# Prompt
Count the lines in the material below that contain the string "patterned", matching case exactly. Give only the number.

--- Start ---

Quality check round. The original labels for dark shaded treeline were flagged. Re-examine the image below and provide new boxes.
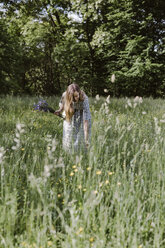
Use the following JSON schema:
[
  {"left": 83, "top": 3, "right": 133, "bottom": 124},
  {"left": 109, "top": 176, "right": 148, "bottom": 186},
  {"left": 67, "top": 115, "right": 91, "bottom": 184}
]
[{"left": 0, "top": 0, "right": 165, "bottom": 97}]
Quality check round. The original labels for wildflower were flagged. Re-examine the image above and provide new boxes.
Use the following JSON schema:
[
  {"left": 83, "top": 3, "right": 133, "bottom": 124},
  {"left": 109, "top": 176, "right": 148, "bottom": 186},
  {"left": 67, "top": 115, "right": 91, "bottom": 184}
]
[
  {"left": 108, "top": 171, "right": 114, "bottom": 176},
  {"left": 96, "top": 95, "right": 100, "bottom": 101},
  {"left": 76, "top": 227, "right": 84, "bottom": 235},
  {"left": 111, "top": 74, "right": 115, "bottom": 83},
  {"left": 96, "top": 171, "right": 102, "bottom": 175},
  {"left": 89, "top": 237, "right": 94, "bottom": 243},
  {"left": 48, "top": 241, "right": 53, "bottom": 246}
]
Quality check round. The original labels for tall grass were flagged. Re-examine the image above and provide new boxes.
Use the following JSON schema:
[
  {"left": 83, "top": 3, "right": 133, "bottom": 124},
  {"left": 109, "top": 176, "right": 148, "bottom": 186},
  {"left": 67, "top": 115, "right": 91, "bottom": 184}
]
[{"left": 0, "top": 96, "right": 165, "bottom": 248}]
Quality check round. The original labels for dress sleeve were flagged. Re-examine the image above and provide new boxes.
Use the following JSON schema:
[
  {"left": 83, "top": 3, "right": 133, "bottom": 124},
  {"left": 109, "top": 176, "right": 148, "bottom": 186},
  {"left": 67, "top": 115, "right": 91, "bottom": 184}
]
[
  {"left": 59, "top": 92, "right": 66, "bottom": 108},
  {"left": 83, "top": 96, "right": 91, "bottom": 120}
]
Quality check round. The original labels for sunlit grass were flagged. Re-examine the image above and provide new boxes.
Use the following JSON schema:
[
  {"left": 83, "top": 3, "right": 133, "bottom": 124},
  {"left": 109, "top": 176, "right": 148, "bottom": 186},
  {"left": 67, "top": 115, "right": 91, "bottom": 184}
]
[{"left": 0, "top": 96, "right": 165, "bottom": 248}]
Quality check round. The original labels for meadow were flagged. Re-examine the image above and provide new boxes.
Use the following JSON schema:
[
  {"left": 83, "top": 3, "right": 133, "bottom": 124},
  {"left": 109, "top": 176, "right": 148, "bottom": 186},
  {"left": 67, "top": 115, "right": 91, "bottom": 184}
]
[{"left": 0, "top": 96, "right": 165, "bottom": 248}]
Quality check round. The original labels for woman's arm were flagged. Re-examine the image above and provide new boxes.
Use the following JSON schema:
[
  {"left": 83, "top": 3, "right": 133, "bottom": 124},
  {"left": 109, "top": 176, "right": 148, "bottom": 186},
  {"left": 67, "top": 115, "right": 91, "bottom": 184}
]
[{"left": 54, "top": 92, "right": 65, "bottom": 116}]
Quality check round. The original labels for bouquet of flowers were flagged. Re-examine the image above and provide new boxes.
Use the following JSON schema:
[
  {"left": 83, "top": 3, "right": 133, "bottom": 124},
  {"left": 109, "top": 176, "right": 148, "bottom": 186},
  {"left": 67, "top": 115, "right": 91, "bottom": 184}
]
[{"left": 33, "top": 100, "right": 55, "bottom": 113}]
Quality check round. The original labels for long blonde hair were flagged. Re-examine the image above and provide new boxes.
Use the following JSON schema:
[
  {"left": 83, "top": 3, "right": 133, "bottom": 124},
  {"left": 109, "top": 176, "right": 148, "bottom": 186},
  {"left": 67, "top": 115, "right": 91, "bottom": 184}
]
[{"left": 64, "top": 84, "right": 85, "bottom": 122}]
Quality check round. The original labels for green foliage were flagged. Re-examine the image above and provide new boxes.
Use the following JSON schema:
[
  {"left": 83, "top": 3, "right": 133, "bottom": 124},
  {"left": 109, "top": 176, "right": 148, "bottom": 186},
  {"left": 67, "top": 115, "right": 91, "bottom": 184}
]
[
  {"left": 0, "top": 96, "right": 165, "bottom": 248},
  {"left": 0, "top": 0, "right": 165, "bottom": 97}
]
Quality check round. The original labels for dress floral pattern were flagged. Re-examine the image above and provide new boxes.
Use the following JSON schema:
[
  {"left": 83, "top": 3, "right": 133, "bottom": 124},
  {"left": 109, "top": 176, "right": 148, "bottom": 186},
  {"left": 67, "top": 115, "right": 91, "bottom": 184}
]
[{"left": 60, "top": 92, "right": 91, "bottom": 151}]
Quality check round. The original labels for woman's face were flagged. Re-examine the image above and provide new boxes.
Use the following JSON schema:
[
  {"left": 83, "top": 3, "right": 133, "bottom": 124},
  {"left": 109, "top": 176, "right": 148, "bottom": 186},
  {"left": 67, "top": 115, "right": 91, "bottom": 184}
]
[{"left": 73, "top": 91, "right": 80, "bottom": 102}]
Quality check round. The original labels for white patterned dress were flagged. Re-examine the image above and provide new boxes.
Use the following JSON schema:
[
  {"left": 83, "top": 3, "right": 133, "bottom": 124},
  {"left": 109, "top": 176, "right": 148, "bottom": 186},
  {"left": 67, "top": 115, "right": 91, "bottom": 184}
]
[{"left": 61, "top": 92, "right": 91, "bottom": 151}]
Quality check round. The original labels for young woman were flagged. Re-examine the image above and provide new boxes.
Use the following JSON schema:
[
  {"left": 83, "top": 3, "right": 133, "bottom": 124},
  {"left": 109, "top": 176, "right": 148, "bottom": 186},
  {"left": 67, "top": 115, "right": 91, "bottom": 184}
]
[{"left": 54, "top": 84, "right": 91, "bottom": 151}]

--- End ---
--- Start ---

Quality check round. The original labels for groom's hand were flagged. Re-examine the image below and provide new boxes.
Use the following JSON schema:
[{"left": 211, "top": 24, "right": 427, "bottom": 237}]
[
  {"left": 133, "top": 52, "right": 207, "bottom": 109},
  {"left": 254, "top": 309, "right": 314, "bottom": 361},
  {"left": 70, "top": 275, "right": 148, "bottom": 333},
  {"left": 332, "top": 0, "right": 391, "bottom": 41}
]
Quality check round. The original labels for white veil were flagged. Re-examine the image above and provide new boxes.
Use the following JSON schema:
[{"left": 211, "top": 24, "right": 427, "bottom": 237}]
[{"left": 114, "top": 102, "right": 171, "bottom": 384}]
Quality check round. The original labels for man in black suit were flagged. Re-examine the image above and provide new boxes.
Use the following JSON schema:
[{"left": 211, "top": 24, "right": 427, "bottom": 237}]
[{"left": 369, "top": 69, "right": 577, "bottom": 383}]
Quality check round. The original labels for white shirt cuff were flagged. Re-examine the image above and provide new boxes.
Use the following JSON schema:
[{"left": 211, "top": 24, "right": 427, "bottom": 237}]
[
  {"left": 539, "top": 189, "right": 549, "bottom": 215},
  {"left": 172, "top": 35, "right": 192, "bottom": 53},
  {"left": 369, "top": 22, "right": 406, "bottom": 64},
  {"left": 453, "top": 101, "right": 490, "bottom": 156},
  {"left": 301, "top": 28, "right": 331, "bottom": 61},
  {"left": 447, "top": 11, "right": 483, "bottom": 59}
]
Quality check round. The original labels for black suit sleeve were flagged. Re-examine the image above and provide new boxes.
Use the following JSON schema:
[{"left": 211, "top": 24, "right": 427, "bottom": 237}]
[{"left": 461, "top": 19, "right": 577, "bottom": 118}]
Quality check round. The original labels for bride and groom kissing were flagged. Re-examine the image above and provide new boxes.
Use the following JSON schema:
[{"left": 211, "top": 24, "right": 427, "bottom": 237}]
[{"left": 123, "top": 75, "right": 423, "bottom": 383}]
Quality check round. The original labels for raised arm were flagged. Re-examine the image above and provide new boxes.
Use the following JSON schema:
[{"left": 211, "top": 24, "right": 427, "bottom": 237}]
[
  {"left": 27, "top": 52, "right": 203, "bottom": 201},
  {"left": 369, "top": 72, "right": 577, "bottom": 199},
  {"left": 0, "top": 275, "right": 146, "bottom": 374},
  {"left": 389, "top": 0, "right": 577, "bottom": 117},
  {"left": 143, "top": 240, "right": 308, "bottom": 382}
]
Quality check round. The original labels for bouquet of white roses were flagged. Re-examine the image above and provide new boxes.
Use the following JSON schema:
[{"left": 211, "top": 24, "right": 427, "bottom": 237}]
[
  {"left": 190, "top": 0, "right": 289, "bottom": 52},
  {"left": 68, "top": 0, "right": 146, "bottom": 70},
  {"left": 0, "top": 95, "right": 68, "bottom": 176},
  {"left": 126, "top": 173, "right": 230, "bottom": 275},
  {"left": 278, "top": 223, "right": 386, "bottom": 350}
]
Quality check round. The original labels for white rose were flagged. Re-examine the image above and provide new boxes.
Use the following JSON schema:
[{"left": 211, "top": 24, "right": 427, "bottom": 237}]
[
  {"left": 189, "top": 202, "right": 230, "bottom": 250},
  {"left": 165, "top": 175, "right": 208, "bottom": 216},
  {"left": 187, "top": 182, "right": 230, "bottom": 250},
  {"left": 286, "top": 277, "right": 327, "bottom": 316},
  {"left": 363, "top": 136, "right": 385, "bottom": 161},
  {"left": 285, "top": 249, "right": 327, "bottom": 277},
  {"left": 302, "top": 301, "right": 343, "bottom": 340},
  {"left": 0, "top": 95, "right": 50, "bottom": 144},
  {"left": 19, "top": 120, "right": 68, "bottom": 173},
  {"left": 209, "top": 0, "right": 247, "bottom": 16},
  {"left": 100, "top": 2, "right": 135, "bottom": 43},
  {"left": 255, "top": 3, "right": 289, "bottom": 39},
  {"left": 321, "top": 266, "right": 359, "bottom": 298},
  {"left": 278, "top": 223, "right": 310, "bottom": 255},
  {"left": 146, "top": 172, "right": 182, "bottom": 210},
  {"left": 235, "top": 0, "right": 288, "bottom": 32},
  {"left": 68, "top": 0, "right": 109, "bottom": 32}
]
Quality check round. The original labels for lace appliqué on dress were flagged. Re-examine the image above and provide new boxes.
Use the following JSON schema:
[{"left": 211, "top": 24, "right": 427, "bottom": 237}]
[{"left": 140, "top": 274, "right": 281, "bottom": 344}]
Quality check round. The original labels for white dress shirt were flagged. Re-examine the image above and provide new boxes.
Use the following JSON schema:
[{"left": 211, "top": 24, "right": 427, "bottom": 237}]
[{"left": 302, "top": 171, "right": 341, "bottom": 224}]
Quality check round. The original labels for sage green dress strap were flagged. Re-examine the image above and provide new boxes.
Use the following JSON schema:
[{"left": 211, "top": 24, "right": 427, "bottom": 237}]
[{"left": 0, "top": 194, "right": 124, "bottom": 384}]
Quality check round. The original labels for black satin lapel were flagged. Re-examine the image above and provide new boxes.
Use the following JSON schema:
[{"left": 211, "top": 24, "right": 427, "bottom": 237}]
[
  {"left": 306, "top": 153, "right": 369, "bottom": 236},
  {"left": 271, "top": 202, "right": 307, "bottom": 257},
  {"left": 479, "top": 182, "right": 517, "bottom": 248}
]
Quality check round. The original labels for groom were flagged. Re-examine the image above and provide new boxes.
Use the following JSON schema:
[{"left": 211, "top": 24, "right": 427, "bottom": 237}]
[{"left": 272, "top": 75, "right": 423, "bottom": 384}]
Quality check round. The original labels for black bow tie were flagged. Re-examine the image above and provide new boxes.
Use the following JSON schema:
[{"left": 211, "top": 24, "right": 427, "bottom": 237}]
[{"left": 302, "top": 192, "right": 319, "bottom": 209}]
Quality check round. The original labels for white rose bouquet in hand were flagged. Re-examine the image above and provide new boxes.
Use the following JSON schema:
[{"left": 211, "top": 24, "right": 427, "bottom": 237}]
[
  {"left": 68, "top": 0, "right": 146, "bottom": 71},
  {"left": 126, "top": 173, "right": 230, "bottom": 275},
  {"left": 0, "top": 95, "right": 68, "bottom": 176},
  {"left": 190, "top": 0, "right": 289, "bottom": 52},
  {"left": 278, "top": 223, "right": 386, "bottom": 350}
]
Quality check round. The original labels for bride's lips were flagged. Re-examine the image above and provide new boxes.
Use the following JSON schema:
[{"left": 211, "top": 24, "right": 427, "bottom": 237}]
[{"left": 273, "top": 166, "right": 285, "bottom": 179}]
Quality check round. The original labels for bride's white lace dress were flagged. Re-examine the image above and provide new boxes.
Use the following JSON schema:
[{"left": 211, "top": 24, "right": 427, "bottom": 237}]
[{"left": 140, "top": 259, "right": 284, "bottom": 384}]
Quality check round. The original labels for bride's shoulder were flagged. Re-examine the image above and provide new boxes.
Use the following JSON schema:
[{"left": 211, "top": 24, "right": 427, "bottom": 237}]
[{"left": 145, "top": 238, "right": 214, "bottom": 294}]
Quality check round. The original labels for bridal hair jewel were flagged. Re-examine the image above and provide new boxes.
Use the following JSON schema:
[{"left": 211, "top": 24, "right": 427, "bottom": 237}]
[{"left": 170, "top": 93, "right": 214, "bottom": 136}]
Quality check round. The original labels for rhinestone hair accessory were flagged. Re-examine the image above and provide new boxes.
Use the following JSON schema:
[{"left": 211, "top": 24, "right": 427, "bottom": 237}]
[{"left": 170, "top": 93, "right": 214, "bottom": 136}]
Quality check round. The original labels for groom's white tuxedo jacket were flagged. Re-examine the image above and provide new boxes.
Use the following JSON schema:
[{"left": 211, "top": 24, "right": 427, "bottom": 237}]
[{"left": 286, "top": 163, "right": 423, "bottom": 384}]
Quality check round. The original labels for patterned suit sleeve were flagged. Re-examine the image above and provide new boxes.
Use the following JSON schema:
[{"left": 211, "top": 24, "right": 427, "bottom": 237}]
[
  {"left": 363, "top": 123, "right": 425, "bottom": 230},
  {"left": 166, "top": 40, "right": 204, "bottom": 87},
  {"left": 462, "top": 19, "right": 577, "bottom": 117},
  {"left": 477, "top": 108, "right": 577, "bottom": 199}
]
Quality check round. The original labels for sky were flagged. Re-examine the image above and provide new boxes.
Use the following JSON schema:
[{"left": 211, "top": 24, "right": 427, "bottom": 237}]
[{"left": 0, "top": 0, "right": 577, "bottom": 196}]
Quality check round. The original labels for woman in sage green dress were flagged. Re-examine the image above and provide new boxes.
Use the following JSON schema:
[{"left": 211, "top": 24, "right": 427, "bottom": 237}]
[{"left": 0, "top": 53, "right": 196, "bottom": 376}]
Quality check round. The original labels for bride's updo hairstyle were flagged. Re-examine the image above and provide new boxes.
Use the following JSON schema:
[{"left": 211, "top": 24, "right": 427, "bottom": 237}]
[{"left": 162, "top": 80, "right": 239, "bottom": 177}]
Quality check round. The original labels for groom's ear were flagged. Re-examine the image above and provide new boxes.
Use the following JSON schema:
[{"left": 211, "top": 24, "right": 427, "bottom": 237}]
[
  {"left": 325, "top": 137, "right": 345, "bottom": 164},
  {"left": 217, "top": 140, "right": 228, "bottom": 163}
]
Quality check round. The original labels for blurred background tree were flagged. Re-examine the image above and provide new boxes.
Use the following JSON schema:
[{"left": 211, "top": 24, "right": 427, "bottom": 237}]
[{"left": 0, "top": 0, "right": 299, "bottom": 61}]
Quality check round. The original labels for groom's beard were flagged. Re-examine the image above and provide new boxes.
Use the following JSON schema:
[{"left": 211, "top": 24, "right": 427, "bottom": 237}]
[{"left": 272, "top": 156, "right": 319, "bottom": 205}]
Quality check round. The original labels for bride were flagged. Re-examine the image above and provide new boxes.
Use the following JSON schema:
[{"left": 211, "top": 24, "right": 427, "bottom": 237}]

--- End ---
--- Start ---

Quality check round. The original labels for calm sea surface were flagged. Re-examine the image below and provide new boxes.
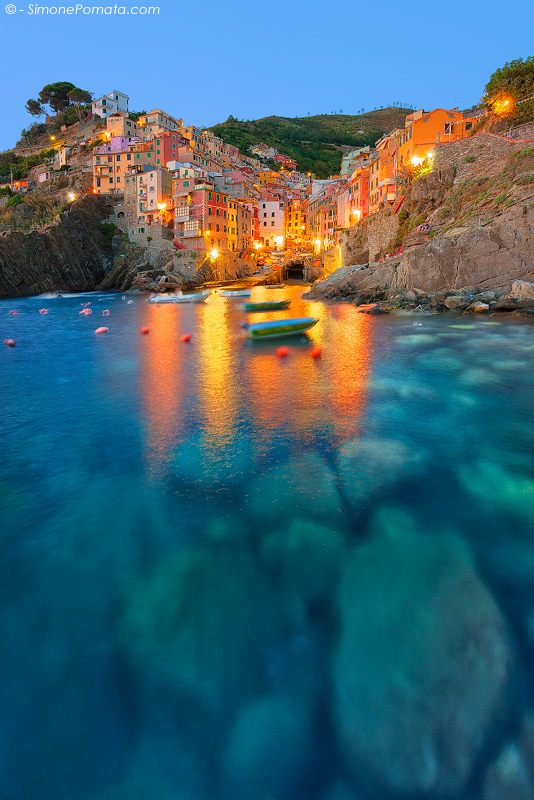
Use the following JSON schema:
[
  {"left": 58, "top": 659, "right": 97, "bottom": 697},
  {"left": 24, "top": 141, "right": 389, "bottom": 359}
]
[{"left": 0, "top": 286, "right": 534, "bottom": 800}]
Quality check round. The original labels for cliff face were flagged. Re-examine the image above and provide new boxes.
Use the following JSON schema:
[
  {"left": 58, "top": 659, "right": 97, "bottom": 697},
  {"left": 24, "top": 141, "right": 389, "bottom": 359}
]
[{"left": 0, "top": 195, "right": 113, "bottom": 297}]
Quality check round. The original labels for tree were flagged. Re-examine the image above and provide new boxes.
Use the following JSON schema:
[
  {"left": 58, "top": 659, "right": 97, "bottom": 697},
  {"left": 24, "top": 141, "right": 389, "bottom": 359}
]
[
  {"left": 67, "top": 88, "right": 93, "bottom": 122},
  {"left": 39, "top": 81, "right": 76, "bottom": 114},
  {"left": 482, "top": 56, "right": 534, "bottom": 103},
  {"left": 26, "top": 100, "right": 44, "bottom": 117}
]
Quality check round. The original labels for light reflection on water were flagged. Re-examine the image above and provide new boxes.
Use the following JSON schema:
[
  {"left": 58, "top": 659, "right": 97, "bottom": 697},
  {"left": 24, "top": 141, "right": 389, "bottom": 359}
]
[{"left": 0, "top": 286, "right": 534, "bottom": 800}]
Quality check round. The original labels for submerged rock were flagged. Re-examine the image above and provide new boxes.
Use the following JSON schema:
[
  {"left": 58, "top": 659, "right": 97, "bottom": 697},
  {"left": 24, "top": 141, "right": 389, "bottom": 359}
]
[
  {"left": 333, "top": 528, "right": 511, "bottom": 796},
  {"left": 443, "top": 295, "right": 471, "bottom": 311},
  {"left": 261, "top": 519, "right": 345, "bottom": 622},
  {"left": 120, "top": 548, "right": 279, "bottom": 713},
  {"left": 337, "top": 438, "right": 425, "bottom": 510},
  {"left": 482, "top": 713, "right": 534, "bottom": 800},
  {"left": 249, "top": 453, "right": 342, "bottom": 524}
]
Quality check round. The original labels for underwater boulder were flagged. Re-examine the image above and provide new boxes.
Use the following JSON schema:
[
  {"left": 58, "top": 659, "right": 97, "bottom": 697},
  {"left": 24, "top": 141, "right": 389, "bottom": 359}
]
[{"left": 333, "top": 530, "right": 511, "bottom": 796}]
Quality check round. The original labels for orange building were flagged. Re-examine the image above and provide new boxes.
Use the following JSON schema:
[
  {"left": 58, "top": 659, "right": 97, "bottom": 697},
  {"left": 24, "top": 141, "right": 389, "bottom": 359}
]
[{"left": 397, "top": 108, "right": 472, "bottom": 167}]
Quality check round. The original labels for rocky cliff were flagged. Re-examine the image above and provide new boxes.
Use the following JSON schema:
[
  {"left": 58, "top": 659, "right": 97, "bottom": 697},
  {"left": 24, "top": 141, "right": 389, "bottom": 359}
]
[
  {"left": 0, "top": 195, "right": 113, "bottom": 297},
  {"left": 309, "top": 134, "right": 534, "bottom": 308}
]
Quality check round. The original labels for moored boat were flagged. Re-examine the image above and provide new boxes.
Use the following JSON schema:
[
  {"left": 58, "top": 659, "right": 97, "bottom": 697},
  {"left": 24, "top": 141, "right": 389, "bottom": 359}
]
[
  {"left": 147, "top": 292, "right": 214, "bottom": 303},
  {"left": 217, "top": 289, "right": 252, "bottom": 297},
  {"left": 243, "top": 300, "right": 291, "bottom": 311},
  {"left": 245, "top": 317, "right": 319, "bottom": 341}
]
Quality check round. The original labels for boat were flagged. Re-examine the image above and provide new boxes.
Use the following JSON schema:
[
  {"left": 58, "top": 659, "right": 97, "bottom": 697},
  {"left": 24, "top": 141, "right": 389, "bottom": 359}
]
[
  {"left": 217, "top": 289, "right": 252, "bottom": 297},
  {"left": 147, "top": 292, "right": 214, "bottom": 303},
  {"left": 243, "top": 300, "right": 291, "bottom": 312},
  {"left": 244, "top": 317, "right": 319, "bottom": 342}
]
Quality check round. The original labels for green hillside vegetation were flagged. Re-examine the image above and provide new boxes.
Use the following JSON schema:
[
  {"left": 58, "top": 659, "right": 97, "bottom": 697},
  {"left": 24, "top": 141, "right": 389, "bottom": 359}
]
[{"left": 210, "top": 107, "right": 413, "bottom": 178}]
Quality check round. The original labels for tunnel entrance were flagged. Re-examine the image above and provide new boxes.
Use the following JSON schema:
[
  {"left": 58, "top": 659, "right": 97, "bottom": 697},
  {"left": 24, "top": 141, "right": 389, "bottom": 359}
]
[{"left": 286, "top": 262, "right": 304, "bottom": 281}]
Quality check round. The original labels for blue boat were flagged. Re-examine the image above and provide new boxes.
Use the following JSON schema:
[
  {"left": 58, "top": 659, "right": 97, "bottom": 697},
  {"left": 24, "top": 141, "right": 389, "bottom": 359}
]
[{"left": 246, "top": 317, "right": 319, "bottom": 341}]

--- End ---

# Task output
2